**Texte source**
■ ■ ■ ■ ■
Adaptation difficile

Cette nouvelle catégorie de détenus qui gonflent les effectifs des pénitenciers fédéraux a de grandes difficultés à s’adapter. Il existe différentes règles de conduite non écrites qui entraînent des conséquences parfois graves pour ceux qui les enfreignent. Ces nouveaux arrivants, déboussolés, ne parviennent pas toujours à saisir la mécanique. Pour eux, cela représente un tout nouvel univers. Ils devront rapidement s’adapter pour éviter de sérieux problèmes. Ces prisonniers, difficilement contrôlables, augmentent significativement les risques pour tous ceux qui partagent leur quotidien.
■ ■ ■ ■ ■
**Ensemble d'entrées**
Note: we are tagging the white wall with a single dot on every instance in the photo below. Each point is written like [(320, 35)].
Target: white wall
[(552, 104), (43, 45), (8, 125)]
■ ■ ■ ■ ■
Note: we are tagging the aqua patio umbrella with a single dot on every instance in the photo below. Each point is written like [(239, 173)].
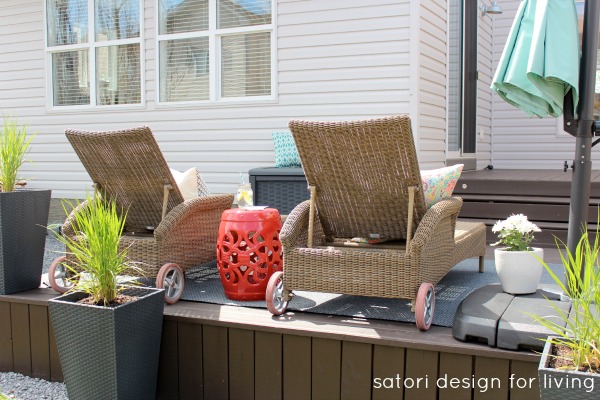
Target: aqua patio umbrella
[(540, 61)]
■ ■ ■ ■ ■
**Tâches et exercices**
1. Mettez à jour le passage du texte source allant de "Cette nouvelle catégorie" à "partagent leur quotidien." en y remplaçant "pénitenciers fédéraux" par "établissements carcéraux fédéraux".
2. Condensez le paragraphe du texte source qui commence par « Cette nouvelle catégorie de détenus » en conservant ses faits essentiels.

**Vos réponses écrites**
1.
Cette nouvelle catégorie de détenus qui gonflent les effectifs des établissements carcéraux fédéraux a de grandes difficultés à s’adapter. Il existe différentes règles de conduite non écrites qui entraînent des conséquences parfois graves pour ceux qui les enfreignent. Ces nouveaux arrivants, déboussolés, ne parviennent pas toujours à saisir la mécanique. Pour eux, cela représente un tout nouvel univers. Ils devront rapidement s’adapter pour éviter de sérieux problèmes. Ces prisonniers, difficilement contrôlables, augmentent significativement les risques pour tous ceux qui partagent leur quotidien.

2. Les nouveaux détenus des pénitenciers fédéraux peinent à s'adapter. Déboussolés dans cet univers inédit, ils saisissent mal les règles de conduite non écrites, dont la transgression peut entraîner de graves conséquences. Ils doivent s'adapter rapidement pour éviter de sérieux problèmes. Difficilement contrôlables, ils accroissent nettement les risques pour ceux qui partagent leur quotidien.